Reproduce word for word everything from the line containing "Target: stacked firewood" down to the end of the records, including both of those ends.

Input material:
▼▼▼

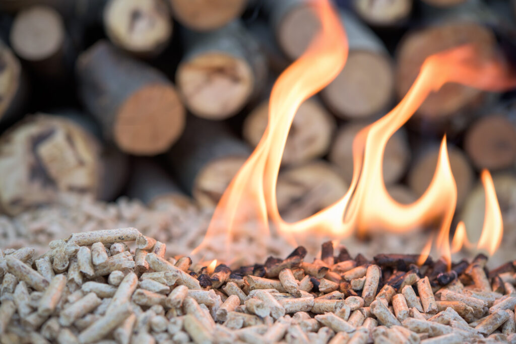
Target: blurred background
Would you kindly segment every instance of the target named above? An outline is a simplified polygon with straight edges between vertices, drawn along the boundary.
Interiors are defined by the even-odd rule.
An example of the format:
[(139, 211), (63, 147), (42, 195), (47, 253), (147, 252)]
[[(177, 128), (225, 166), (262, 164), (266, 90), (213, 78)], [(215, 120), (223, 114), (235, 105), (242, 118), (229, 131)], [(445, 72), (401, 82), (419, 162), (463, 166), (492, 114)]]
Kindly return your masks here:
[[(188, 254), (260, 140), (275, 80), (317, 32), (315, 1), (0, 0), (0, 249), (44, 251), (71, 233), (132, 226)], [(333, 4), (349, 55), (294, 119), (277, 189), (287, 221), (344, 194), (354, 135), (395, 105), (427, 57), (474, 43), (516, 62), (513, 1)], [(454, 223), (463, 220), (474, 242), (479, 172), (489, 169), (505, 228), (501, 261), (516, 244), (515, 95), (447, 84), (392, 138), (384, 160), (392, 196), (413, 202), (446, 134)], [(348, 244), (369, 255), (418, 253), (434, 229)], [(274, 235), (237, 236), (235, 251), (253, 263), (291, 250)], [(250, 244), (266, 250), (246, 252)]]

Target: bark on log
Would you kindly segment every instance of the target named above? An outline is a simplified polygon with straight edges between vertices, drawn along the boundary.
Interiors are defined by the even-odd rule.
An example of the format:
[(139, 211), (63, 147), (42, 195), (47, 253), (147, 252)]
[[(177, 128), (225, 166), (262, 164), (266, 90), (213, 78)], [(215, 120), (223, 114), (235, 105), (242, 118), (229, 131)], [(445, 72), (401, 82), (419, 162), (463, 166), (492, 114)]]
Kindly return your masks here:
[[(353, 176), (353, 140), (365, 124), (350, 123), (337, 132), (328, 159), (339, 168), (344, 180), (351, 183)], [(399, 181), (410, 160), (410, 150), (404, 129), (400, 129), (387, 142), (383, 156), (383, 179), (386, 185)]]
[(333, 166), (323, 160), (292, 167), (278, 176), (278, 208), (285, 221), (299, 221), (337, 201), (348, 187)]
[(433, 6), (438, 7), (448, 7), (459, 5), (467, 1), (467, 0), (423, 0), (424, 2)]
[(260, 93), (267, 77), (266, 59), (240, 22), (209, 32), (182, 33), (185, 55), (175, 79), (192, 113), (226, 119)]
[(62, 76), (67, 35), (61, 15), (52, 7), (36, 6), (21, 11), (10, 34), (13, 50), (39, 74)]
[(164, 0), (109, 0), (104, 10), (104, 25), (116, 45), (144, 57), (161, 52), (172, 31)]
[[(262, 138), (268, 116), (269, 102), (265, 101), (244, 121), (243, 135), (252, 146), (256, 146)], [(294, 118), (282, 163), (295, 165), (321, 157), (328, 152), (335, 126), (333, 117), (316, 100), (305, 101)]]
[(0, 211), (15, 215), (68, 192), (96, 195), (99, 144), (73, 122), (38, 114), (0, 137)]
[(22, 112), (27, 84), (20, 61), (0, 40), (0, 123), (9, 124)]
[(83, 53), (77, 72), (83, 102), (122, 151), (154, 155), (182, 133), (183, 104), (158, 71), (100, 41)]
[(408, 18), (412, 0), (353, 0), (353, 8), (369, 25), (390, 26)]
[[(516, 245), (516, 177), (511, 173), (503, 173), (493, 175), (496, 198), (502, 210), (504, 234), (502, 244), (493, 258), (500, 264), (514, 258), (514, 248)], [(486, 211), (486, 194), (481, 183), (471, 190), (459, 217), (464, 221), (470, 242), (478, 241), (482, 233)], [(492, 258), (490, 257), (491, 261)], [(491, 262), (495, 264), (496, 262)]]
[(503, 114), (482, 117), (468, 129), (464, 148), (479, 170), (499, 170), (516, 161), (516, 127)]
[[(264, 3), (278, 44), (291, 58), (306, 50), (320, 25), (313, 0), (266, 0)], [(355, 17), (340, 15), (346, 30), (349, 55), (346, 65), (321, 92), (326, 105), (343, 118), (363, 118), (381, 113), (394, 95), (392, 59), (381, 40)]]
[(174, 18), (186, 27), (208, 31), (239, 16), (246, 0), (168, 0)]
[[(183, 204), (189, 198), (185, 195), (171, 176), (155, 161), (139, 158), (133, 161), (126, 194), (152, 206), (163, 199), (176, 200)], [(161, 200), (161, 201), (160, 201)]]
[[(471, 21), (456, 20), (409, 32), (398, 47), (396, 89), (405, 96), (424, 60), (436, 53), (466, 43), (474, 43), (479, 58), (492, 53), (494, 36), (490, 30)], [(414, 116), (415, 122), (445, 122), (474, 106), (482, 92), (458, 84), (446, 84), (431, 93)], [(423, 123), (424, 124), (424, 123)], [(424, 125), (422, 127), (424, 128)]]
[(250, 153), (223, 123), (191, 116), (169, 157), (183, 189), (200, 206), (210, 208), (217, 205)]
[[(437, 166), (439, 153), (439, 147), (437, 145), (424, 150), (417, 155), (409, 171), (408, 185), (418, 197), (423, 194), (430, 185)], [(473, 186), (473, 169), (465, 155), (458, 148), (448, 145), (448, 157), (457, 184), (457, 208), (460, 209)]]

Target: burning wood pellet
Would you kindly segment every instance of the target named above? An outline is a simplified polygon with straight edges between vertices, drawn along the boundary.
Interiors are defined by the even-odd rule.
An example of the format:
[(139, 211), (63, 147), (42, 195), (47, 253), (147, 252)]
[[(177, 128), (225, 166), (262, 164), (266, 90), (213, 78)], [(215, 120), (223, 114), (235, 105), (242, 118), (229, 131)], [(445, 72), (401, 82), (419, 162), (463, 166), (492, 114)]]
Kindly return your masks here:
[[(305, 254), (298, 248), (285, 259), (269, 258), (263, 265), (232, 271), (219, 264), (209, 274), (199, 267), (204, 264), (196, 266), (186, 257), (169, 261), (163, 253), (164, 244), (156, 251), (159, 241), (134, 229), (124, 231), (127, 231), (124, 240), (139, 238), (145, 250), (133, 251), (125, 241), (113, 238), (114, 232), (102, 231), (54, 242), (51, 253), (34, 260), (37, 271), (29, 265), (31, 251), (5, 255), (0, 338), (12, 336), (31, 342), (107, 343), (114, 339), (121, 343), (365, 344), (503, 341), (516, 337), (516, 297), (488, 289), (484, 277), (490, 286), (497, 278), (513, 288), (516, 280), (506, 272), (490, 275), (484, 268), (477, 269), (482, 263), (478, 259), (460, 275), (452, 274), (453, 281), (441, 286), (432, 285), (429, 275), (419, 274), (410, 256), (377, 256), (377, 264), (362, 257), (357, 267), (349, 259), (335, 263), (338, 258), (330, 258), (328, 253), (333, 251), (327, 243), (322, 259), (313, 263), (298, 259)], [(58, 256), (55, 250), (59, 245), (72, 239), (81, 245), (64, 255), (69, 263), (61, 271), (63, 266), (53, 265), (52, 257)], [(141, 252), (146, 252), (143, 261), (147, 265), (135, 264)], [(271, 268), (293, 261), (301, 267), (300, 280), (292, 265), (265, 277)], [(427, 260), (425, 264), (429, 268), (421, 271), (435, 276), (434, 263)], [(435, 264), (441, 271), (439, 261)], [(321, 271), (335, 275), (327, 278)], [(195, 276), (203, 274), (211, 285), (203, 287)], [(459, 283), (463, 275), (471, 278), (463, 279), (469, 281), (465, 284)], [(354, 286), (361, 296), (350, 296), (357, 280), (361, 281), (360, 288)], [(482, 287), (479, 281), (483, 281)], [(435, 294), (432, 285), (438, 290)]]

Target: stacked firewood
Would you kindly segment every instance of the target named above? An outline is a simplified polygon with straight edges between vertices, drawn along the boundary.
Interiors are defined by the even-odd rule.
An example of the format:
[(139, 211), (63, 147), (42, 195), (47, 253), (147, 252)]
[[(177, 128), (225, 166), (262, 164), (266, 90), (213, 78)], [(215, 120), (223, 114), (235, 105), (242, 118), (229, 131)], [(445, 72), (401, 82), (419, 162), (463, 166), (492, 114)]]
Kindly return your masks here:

▲▲▲

Problem solution:
Target: stacked firewood
Would you kindly segment every instance of the target named above? An outline is a simplified polygon with straight edges between vertices, drawn along the boundary.
Interiors are defined by the even-odd rule.
An example of the format:
[(139, 211), (63, 147), (42, 195), (47, 253), (147, 252)]
[[(177, 128), (225, 166), (262, 164), (266, 90), (213, 78)], [(215, 120), (223, 114), (235, 105), (242, 118), (229, 131)], [(445, 72), (401, 82), (419, 162), (463, 166), (492, 114)]]
Kindly return your masks here:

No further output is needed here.